[Region labeling records]
══════════
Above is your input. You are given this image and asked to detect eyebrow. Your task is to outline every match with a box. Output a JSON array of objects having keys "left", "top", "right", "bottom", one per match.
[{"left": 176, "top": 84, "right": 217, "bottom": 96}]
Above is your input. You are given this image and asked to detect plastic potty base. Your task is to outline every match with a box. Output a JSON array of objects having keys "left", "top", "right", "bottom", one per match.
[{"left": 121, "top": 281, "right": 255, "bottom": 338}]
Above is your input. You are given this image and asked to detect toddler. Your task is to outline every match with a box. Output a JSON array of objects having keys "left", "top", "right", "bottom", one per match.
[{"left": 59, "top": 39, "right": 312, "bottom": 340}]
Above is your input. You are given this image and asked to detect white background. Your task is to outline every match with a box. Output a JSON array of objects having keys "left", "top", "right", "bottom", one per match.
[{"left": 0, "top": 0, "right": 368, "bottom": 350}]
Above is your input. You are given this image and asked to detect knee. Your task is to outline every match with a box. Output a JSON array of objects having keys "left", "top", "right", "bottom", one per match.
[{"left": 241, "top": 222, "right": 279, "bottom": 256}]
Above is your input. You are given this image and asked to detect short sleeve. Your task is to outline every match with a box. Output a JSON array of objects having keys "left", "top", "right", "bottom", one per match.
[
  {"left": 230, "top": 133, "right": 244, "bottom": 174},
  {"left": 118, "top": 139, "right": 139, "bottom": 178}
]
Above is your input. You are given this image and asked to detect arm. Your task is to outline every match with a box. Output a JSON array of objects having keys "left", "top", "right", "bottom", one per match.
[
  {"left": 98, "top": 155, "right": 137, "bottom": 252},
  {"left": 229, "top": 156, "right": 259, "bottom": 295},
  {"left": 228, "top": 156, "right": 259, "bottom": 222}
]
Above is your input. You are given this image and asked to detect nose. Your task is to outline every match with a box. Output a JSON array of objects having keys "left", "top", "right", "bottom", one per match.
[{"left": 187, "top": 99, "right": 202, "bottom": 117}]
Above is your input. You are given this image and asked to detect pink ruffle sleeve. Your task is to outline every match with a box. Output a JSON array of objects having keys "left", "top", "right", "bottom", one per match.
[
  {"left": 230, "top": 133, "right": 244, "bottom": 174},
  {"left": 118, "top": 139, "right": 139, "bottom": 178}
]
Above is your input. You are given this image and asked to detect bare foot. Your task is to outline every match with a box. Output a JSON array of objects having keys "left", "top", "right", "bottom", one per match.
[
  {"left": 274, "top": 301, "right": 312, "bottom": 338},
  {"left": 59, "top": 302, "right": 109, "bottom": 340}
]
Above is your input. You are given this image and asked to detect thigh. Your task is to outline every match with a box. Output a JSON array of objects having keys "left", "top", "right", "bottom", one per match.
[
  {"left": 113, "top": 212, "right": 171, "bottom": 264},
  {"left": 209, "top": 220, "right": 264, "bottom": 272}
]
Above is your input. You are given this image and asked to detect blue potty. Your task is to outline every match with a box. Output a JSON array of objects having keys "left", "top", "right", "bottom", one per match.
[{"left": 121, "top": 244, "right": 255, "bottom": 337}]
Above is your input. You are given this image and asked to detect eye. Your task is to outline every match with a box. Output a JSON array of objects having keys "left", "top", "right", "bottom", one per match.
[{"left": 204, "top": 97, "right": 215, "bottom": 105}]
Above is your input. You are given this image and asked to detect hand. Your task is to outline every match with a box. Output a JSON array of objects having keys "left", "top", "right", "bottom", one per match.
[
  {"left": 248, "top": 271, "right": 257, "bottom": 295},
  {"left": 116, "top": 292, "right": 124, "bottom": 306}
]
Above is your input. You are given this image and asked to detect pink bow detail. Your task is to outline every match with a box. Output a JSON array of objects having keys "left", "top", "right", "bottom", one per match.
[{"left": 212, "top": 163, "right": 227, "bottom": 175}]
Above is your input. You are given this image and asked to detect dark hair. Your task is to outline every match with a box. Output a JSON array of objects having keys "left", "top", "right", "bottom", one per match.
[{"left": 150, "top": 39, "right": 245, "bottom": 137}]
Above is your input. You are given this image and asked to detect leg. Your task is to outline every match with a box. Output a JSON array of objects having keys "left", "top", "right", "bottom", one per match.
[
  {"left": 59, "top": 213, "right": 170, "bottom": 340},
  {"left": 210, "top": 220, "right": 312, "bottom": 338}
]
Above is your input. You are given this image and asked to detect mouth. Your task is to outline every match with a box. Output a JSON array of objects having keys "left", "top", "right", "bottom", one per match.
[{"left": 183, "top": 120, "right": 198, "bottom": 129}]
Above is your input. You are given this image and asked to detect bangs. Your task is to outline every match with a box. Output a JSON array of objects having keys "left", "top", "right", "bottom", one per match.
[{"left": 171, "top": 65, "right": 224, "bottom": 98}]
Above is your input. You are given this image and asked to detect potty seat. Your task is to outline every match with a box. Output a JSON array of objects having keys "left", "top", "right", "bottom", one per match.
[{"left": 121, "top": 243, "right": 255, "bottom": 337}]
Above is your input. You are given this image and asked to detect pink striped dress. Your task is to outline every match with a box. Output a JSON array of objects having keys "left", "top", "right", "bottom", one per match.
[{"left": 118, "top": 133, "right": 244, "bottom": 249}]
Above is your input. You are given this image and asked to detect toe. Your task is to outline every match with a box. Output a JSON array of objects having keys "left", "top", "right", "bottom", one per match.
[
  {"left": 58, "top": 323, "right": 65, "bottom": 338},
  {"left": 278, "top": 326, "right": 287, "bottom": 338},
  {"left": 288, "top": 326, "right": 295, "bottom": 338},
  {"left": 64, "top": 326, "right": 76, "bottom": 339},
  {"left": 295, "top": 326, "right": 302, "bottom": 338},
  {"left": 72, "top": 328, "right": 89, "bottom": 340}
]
══════════
### [Written problem]
Counting case-sensitively, how many lines of the records above contain the string "sleeve"? Reply with the number only.

### [Task response]
2